WYMAGANIA ZADANIA = Przeredaguj krócej akapit relacji z meczu Juventus – Freiburg zaczynający się od słów „Wojciech Szczęsny mógł sobie”, zachowując jego główne fakty.

ŹRÓDŁO =
__________
#FINOALLAFINE

Biało na czarnym #33: Juventus – Freiburg 1:0

Angel Di Maria Juventus Freiburg Juventus Twitter
fot. @ juventusfc / twitter.com

W 1/8 finału rozgrywek Ligi Europy Juventus podjął na swoim stadionie drużynę Freiburga. Włosi nie pozwolili Niemcom praktycznie na nic i zdominowali przeciwników w każdym aspekcie. Tak niski wynik to pokaz braku dokładności i kiepskiej gry szczególnie jednego z ofensywnych graczy Bianconerich. Po tych kilku słowach wstępu zapraszam Was na kolejny odcinek mojego cyklu!

Juventus – Freiburg 1:0

Bramka

Wojciech Szczęsny mógł sobie spokojnie zamówić pizzę i popijając piwkiem obserwować poczynania swoich kolegów. Zawodnicy Freiburga nie potrafili przez 90 minut pokonać dobrze dysponowanych obrońców i świetnie grających środkowych pomocników gospodarzy. Puszczona bramka anulowana przez VAR nie była błędem Szczęsnego, tylko zlekceważenia sytuacji przez Bonucciego, ale skoro została anulowana to nie ma się nad czym szczególnie rozwodzić. Występ bez historii.
__________
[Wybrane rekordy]
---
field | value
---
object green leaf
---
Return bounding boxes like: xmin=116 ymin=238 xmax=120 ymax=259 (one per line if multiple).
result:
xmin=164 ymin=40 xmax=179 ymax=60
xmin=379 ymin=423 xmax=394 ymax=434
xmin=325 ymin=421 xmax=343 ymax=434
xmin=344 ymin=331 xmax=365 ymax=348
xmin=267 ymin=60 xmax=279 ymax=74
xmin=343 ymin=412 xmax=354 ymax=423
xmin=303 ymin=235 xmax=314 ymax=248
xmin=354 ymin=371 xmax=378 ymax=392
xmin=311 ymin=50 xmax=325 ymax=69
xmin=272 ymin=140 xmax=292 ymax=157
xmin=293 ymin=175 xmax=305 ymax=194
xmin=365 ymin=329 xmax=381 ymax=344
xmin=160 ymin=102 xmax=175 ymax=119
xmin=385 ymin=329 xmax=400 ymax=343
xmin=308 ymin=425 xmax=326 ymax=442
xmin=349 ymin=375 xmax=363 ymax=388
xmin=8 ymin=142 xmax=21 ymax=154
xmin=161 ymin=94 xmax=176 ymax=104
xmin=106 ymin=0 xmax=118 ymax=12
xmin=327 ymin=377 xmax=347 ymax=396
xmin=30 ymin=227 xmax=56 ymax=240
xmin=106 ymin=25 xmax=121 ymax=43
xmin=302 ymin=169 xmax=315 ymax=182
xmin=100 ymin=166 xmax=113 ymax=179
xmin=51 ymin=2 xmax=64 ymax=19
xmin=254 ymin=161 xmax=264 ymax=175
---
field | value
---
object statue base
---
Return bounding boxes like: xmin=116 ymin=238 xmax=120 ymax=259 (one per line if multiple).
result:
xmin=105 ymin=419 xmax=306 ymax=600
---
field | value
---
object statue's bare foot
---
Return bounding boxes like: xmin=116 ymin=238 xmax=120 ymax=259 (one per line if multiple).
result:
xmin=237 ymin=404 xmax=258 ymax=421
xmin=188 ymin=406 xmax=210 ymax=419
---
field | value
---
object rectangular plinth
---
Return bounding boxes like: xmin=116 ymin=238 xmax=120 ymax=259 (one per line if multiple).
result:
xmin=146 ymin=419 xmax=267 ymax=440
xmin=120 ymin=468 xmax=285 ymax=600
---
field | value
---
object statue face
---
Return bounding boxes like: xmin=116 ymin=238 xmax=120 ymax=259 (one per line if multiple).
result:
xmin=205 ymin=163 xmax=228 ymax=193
__________
WYNIK KOŃCOWY = Szczęsny miał w tym meczu bardzo mało pracy. Zawodnicy Freiburga przez 90 minut nie zdołali pokonać dobrze dysponowanych obrońców i świetnie grających środkowych pomocników gospodarzy. Puszczoną bramkę anulował VAR, a winę za tę sytuację ponosił nie Szczęsny, lecz Bonucci, który ją zlekceważył. Był to występ bez historii.